#### [GIVEN RECORDS]
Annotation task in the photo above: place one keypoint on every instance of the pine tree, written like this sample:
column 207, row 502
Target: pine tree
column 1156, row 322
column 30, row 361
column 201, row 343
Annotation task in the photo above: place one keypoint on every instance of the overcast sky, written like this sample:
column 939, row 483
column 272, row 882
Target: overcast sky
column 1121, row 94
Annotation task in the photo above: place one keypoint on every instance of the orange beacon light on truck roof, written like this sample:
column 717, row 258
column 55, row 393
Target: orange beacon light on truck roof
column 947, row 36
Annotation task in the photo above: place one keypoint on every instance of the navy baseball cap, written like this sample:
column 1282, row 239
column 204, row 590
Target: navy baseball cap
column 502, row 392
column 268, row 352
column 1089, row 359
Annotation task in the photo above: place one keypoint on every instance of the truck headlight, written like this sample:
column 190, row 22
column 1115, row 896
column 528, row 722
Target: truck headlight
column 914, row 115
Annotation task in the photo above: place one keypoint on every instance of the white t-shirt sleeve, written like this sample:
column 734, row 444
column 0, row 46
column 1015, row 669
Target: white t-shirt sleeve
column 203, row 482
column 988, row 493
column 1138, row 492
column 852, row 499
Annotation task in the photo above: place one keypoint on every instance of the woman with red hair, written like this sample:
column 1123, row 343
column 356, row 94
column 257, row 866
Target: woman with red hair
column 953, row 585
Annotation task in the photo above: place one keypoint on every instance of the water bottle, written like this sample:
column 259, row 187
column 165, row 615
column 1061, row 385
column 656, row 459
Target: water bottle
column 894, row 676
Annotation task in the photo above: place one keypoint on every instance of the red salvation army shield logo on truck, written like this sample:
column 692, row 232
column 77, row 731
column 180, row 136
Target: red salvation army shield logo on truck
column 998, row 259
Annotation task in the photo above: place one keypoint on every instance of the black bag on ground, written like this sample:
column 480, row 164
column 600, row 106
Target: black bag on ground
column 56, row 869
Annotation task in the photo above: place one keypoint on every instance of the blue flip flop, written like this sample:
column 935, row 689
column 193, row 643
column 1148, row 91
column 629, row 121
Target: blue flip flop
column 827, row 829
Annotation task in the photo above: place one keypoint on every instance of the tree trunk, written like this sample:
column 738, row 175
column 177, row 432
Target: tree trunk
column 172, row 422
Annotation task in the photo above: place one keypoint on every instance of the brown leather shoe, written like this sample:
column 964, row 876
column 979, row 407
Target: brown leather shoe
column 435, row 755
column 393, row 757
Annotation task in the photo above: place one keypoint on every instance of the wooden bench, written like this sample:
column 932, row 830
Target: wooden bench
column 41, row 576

#### [EXERCISE BRIEF]
Copy the whole listing above word for word, keeping every line in the same order.

#### [ANSWER TO THE EXERCISE]
Annotation task in the photo above: place one keypoint on every instance of the pine tree, written like this sample:
column 207, row 502
Target: pine tree
column 1156, row 322
column 30, row 361
column 201, row 343
Annotation task in the photo above: place one keypoint on every instance of the overcast sky, written like this sample:
column 939, row 483
column 272, row 882
Target: overcast sky
column 1121, row 94
Annotation task in the photo above: place one keypoint on every instance of the orange beacon light on truck roof, written like this sample:
column 717, row 258
column 55, row 393
Target: orange beacon light on truck roof
column 947, row 36
Annotation task in the photo above: place one keypoint on every instance of the navy baseball cap, written like this sample:
column 1282, row 239
column 204, row 590
Target: navy baseball cap
column 502, row 392
column 268, row 352
column 1089, row 359
Annotation task in the photo above: place one keypoint on every instance of the truck headlight, written like this sample:
column 190, row 22
column 1115, row 896
column 528, row 722
Target: truck headlight
column 914, row 115
Annotation task in the photo above: place one keypoint on every instance of the white t-shirt sleeve, written like this sample:
column 734, row 444
column 0, row 46
column 1015, row 669
Target: white t-shirt sleeve
column 203, row 482
column 988, row 493
column 1138, row 492
column 852, row 499
Annotation task in the photo above: place one keypoint on every instance of the woman with red hair, written like this sample:
column 1123, row 343
column 356, row 94
column 257, row 866
Target: woman with red hair
column 953, row 585
Annotation task in the photo above: place one keypoint on every instance of the water bottle, written like this sample:
column 259, row 187
column 165, row 615
column 1061, row 385
column 656, row 459
Target: water bottle
column 894, row 676
Annotation task in the photo above: place one keypoint on every instance of the red salvation army shield logo on truck, written like this sample:
column 692, row 232
column 77, row 731
column 180, row 136
Target: red salvation army shield logo on truck
column 998, row 259
Annotation task in the photo above: place one keypoint on every instance of the black bag on ground, written like this sample:
column 480, row 164
column 600, row 106
Target: black bag on ground
column 56, row 869
Annotation task in the photo above: place one keypoint on every instance of the blue flip flop, written like this sample:
column 935, row 689
column 193, row 643
column 1148, row 91
column 629, row 121
Target: blue flip flop
column 827, row 829
Annotation task in the photo above: place one keypoint on every instance of the tree trunk, written like this sample:
column 738, row 175
column 177, row 432
Target: tree trunk
column 172, row 422
Annotation task in the photo above: place one keypoint on every instance of the brown leather shoe, written like this sample:
column 964, row 876
column 979, row 407
Target: brown leather shoe
column 435, row 755
column 393, row 757
Annotation task in the photo above: place one keypoint on every instance of the wooden bench, written like this sample:
column 932, row 830
Target: wooden bench
column 41, row 576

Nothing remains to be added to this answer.